Coordinate labeling data:
※ ※ ※
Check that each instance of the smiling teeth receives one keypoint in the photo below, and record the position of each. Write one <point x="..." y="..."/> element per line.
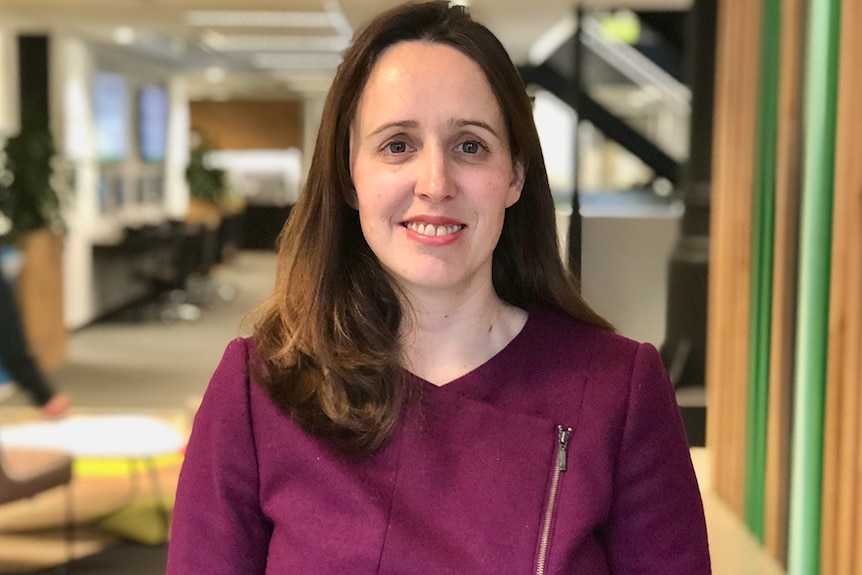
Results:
<point x="432" y="230"/>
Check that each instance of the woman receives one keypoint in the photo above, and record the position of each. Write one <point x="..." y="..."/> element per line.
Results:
<point x="425" y="391"/>
<point x="17" y="359"/>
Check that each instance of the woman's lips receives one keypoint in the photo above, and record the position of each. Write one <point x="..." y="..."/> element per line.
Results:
<point x="433" y="230"/>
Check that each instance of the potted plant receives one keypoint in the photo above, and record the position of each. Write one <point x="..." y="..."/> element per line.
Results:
<point x="31" y="221"/>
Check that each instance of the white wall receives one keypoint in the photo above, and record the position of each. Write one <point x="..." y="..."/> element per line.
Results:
<point x="90" y="290"/>
<point x="8" y="84"/>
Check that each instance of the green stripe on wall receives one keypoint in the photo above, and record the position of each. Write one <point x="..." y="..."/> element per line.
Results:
<point x="762" y="246"/>
<point x="814" y="269"/>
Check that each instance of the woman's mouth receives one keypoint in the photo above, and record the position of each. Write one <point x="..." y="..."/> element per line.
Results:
<point x="433" y="230"/>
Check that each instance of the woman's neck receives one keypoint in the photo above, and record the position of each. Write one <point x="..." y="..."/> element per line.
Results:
<point x="444" y="339"/>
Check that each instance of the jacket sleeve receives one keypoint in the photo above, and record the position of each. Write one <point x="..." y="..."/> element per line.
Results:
<point x="218" y="526"/>
<point x="657" y="524"/>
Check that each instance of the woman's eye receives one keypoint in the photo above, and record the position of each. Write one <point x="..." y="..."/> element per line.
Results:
<point x="471" y="147"/>
<point x="396" y="147"/>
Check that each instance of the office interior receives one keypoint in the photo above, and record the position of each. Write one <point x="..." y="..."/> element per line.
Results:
<point x="706" y="148"/>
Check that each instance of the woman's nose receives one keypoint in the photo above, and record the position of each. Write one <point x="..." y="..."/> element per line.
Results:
<point x="434" y="181"/>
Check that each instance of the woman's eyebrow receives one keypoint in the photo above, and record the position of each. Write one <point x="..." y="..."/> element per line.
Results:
<point x="410" y="124"/>
<point x="462" y="123"/>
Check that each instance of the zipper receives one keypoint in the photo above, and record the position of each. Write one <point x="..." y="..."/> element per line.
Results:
<point x="563" y="436"/>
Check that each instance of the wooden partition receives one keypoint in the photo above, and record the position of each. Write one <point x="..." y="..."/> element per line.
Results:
<point x="40" y="295"/>
<point x="801" y="264"/>
<point x="841" y="541"/>
<point x="783" y="331"/>
<point x="730" y="245"/>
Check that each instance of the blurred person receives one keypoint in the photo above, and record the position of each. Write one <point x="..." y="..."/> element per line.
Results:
<point x="17" y="360"/>
<point x="425" y="391"/>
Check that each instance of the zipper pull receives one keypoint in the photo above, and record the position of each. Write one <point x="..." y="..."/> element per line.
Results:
<point x="563" y="435"/>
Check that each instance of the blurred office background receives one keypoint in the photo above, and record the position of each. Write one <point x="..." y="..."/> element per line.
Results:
<point x="700" y="153"/>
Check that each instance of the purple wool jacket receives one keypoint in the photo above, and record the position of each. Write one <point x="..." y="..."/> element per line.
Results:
<point x="563" y="454"/>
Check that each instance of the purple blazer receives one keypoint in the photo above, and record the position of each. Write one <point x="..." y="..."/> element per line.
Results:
<point x="563" y="454"/>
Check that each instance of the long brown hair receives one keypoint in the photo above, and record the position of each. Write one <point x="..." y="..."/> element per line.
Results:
<point x="327" y="337"/>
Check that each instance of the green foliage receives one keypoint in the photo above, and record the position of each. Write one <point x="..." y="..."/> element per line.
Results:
<point x="28" y="201"/>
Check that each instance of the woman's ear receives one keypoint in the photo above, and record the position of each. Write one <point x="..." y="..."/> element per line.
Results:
<point x="516" y="184"/>
<point x="351" y="199"/>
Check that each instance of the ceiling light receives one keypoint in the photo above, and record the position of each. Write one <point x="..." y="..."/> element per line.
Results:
<point x="258" y="19"/>
<point x="300" y="61"/>
<point x="124" y="35"/>
<point x="239" y="43"/>
<point x="215" y="74"/>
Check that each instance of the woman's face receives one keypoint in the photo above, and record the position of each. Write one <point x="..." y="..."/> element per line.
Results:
<point x="432" y="168"/>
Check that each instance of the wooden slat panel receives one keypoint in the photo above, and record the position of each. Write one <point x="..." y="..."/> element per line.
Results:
<point x="730" y="265"/>
<point x="787" y="175"/>
<point x="841" y="538"/>
<point x="40" y="293"/>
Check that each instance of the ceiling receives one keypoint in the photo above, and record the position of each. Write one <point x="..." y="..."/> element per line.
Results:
<point x="266" y="48"/>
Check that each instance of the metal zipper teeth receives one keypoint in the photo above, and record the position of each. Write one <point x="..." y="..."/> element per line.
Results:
<point x="563" y="435"/>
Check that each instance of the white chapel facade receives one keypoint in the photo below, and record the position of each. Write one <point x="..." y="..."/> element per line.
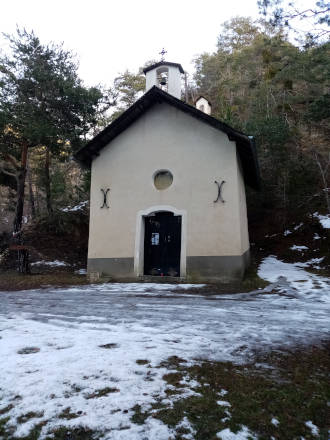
※ ※ ※
Objective: Identify every line in the entries above that contains the word "white", and copy each of those lines. Case counts, so match the word only where its capitalization is the same.

Result below:
Check that each instance of the white wall receives one keypoint in the photo above, and record the position of each. Write one <point x="..." y="..."/> element per line.
Check that each instance of the white chapel facade receives one keypoint in the photo below, and record the position of each. Write one <point x="..." y="..."/> element per line.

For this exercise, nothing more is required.